* _BRONTEKST_:
■ ■ ■ ■ ■
Oranje
Tooneelspel van Frans de Prez
Gezelschap De Bouwers
Frans de Prez behoort tot de tooneelschrijvers, wier werken talrijk zijn, maar zelden gespeeld worden. Dit stuk ‘Oranje’ schreef hij reeds in 1931 en het was het toeval van het Vorstelijk huwelijk, dat hem de kans gaf het opgevoerd te krijgen. Voor den heer De Prez verheugen wij ons daarover oprecht, maar dat wij meer dan goede bedoelingen in zijn tooneelspel ontdekken, kunnen wij helaas niet beweren. Daarvoor is dit werk te zwak, te conventioneel, te spreuk-achtig en onpersoonlijk. De menschen leven niet, zij zijn alleen plechtige tirades van woorden en nog eens woorden, niet zonder een zekere formeele vaardigheid aan elkaar geschakeld, maar verstoken van dramatisch bloed en vuur. Ik zeg dit met leedwezen, want wat De Prez schrijft, draagt het stempel van oprechtheid.... die helaas in den tooneelvorm bijna onbegrijpelijk naïef aandoet.
■ ■ ■ ■ ■
Annotaties met coördinaten:

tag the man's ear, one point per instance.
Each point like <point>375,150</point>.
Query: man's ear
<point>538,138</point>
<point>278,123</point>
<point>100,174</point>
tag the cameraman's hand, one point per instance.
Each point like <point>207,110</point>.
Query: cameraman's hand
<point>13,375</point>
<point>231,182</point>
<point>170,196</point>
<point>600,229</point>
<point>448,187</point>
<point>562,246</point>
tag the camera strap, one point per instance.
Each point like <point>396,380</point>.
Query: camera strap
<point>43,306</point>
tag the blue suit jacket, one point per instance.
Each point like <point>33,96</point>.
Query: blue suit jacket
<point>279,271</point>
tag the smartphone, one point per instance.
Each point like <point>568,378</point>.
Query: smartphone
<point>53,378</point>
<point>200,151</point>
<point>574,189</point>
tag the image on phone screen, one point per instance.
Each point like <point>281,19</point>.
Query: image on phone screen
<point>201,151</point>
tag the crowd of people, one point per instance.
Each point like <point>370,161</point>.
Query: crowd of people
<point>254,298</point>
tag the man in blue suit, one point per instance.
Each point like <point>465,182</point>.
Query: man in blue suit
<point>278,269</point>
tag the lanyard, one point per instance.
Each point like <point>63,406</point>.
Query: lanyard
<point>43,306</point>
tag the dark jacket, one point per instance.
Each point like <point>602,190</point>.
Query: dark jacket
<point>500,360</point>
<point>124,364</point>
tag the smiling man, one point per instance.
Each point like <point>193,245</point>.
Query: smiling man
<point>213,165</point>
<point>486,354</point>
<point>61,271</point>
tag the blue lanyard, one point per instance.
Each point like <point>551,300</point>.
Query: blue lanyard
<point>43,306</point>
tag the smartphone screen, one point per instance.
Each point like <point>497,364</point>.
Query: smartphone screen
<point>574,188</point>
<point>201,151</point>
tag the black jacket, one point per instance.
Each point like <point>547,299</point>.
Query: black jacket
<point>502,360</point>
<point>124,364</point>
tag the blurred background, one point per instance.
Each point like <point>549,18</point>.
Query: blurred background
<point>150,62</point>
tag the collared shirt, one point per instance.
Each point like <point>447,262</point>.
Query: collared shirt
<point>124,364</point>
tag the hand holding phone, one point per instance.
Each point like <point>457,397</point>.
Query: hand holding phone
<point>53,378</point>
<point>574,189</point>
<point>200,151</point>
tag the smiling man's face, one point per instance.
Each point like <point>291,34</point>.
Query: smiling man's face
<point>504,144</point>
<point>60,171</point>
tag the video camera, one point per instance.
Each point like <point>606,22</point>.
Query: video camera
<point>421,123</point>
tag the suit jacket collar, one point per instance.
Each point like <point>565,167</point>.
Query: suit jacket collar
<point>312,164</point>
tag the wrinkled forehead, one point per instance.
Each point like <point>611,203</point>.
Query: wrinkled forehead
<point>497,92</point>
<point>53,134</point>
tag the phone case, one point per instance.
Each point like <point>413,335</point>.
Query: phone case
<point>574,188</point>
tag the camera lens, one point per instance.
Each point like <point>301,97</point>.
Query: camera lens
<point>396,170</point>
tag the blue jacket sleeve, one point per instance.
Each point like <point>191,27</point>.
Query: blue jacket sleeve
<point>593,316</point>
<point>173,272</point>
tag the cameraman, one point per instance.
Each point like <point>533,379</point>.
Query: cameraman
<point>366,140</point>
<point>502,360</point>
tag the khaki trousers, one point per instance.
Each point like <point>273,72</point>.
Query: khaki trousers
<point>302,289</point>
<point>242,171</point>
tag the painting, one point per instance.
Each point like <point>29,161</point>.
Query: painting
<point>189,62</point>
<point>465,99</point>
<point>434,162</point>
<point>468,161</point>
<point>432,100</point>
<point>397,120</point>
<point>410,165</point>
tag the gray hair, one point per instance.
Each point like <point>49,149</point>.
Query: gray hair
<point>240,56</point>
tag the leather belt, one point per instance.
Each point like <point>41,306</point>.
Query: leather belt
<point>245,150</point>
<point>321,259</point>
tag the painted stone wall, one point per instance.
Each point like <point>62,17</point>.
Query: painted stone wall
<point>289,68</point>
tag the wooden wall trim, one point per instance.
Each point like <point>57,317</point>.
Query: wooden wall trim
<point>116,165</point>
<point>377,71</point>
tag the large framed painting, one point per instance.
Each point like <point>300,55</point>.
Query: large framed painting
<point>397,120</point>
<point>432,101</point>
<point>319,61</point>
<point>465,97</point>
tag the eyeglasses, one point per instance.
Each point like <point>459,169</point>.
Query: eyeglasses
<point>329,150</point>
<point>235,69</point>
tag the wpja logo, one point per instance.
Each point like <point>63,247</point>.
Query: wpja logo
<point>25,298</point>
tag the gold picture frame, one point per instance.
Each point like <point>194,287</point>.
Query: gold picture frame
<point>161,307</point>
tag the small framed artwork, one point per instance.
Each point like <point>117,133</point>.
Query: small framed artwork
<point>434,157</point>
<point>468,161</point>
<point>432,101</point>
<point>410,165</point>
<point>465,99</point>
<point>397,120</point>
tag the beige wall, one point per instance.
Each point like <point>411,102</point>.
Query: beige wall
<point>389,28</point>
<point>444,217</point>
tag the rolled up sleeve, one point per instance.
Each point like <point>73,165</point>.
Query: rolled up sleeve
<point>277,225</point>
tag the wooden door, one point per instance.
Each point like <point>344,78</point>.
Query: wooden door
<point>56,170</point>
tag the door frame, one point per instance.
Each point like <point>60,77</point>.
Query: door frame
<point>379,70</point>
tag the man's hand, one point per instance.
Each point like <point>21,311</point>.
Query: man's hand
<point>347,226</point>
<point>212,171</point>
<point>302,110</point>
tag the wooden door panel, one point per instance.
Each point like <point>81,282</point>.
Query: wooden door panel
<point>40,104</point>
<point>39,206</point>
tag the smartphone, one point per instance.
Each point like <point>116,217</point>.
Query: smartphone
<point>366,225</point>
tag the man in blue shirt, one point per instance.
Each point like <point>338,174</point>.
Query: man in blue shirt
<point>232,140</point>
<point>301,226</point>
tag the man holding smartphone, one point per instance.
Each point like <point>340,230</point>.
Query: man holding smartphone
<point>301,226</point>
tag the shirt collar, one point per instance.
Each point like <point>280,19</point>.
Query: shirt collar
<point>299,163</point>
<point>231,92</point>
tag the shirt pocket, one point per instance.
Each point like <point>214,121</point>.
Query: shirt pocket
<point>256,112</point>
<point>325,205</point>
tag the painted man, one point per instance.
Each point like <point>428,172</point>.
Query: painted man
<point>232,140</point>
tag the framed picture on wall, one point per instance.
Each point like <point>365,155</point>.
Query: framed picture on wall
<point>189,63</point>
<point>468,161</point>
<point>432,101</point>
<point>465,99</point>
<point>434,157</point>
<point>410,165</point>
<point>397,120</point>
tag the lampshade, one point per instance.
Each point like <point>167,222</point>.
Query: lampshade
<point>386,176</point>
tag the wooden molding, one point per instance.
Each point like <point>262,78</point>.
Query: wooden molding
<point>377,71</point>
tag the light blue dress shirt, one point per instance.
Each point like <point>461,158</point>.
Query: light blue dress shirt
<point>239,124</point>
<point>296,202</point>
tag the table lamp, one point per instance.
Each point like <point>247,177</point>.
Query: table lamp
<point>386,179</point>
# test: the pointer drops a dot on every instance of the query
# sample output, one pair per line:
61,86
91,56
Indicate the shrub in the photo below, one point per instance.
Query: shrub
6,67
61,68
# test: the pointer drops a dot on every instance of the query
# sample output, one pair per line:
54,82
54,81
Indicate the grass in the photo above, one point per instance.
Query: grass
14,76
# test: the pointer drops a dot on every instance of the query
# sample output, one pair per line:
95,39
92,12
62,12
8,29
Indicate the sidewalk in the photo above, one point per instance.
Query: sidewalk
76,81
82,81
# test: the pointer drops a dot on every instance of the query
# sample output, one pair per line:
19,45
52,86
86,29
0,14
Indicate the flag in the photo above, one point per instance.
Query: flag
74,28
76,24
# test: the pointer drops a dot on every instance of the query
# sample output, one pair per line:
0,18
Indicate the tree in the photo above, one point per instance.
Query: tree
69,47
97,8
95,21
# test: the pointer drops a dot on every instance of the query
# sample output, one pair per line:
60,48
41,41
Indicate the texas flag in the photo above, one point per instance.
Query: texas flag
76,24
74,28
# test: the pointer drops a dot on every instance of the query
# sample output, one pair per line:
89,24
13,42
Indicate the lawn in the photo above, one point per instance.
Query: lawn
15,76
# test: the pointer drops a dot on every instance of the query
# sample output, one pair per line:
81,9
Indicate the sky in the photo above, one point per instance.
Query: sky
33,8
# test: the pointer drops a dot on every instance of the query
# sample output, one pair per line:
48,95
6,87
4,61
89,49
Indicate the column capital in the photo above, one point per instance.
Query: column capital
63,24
■ ■ ■ ■ ■
* _OPDRACHTEN_:
1. Neem de recensie van het toneelstuk Oranje in zijn geheel letterlijk over.
2. Tel in de lijst de regels waarin de tekenreeks "beige" voorkomt, waarbij hoofdletters en kleine letters verschillend gelden. Geef uitsluitend het aantal.
De recensie en de lijst hebben inhoudelijk niets met elkaar te maken.

* _ANTWOORDEN_:
1.
Oranje
Tooneelspel van Frans de Prez
Gezelschap De Bouwers
Frans de Prez behoort tot de tooneelschrijvers, wier werken talrijk zijn, maar zelden gespeeld worden. Dit stuk ‘Oranje’ schreef hij reeds in 1931 en het was het toeval van het Vorstelijk huwelijk, dat hem de kans gaf het opgevoerd te krijgen. Voor den heer De Prez verheugen wij ons daarover oprecht, maar dat wij meer dan goede bedoelingen in zijn tooneelspel ontdekken, kunnen wij helaas niet beweren. Daarvoor is dit werk te zwak, te conventioneel, te spreuk-achtig en onpersoonlijk. De menschen leven niet, zij zijn alleen plechtige tirades van woorden en nog eens woorden, niet zonder een zekere formeele vaardigheid aan elkaar geschakeld, maar verstoken van dramatisch bloed en vuur. Ik zeg dit met leedwezen, want wat De Prez schrijft, draagt het stempel van oprechtheid.... die helaas in den tooneelvorm bijna onbegrijpelijk naïef aandoet.

2. 2